• [PROBLEM TO SOLVE] Some lines below hold "edge". Pick them out and copy them.

• [Records contained in a dataset]

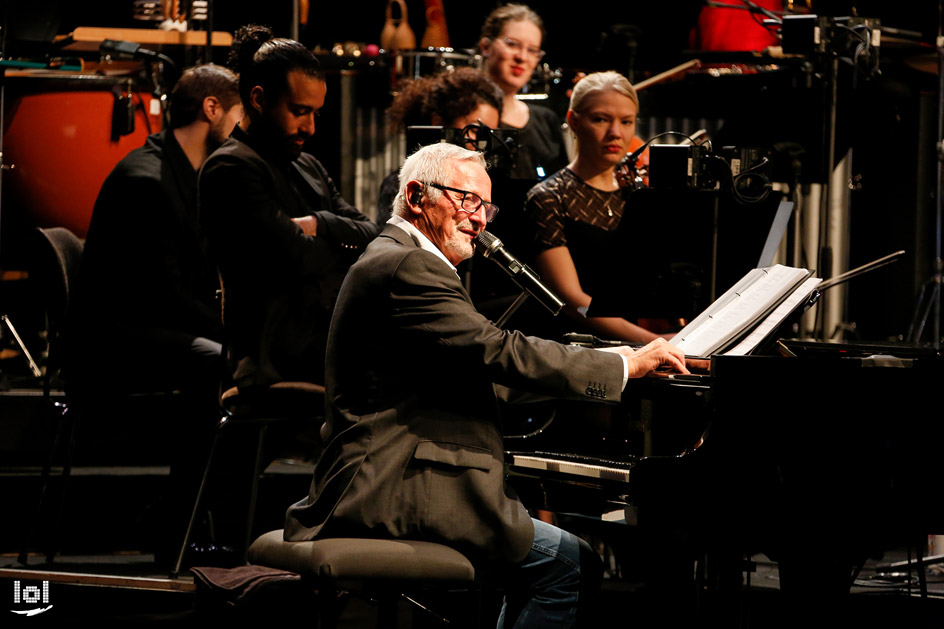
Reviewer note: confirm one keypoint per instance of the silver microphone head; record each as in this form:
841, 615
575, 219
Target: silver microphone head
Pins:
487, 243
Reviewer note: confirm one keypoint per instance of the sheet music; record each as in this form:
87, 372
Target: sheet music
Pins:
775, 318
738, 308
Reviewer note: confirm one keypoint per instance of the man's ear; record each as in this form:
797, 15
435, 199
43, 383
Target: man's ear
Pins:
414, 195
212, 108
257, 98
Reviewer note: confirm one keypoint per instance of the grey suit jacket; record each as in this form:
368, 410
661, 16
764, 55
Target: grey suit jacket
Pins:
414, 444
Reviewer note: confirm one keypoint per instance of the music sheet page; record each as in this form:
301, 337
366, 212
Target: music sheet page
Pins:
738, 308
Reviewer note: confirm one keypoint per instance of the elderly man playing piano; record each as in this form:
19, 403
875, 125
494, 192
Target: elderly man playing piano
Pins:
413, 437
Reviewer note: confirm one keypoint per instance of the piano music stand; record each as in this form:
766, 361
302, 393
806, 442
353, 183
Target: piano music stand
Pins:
* * *
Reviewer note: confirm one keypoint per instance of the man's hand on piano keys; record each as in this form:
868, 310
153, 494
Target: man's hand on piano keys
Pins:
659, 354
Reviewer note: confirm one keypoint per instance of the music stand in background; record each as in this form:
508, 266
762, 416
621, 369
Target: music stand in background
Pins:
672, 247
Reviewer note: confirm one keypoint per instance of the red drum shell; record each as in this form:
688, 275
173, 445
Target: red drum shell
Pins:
--
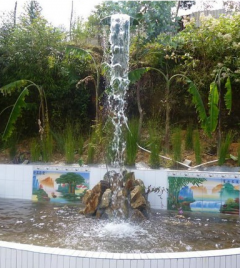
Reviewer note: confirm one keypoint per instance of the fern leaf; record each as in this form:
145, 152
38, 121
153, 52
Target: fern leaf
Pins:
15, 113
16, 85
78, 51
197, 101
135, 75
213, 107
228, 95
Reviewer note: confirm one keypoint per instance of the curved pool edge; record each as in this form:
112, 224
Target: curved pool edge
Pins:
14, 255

• [RESPONSE TO THIS EXERCISE]
Reviewer note: confirm one keypoint per instance of the curved pool edge; record each as in this form:
Target: curved pool edge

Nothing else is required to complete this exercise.